ORATIO LXXII [ol., LXX]. AD SANCTUM BENEDICTUM.
A Humble Appeal to Saint Benedict
The soul prostrates itself before Saint Benedict, confessing the vast gap between its monastic profession and its actual life, and begs the saint's mercy and help.
Holy and blessed Benedict, whom the heavenly grace of God enriched with so abundant a blessing of virtues that it not only raised you to the glory all desire, to blessed rest, to a heavenly seat, but also drew countless others to that same blessedness — your admirable life attracting them, your gentle admonition stirring them, your sweet teaching instructing them, your miracles spurring them on: to you, I say, Benedict of God, whom God blessed with so generous a blessing, to you my distressed soul, taking refuge, prostrates itself before you with all the humility of heart it can; to you it pours out its prayers with all the devotion it can. It implores your help with all the desire it can. For the need of that life is enormous and intolerable: I profess the life of holy conduct that I promised by the name and dress of a monk, but by living as a far exile from that life, I am convicted — by my own conscience — of lying to God, to the angels, and to men. Be present, devout Father; be present to your suppliant. I beg you: do not shrink from one so full of faults and so false; but attend to one who trusts, and — more than I deserve — have mercy on one who grieves.
The Twisted Heart Laid Bare
Under Benedict's leadership, the speaker confesses a heart hardened toward repentance yet soft toward temptation, enslaved by a catalog of vices that daily mock and tear the unhappy soul.
════════
## Work instructions
• A. In the prayer to Saint Benedict, what does the speaker's own conscience convict the speaker of?
• B. Carry on the prayer to Saint Benedict from the point where it stops.

## Dataset extract
════════
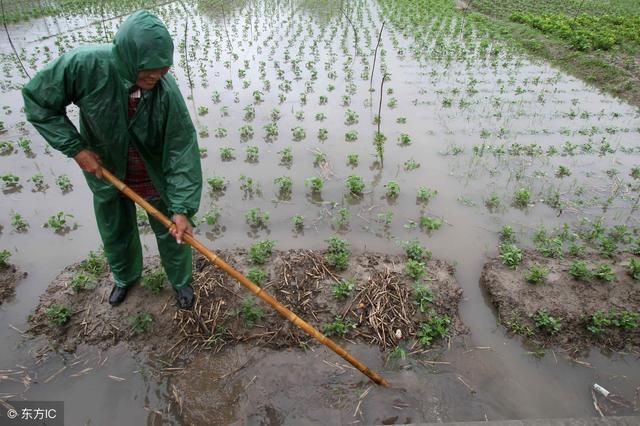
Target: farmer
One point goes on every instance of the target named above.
(134, 122)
════════
## Set of answers
• A. Lying to God, to the angels, and to men.

• B.
Indeed, O glorious leader among the great commanders of Christ's armies, I have pledged myself to your guidance, however weak a soldier I am. I have placed myself under your teaching, even though I am a lazy disciple. According to your Rule I have vowed to live, though I am a monk of the flesh. For my heart is twisted — it is stony and dry when it comes to weeping over the sins I have committed; but when it comes to resisting the temptations that press in on me, it is soft and muddy. My corrupted mind is quick and tireless when it comes to carrying out useless and harmful things, but when it comes even to thinking about what would be wholesome, it is disdainful and unmoved. My blinded and twisted soul is easy and ready to plunge headlong and wallow in vices, but to remember the virtues — even that — is difficult and sluggish for it. It would take too long, dearest Father, to recount each thing one by one. Far too long, I say, to list gluttony, drowsiness, fickleness, impatience, vainglory, slander, disobedience, and the other vices by which my unhappy soul has become a daily laughingstock — vices that now drag it this way and tear it apart, now mock and trample this wretched, ragged little creature, now crowd in and stomp on it with insults.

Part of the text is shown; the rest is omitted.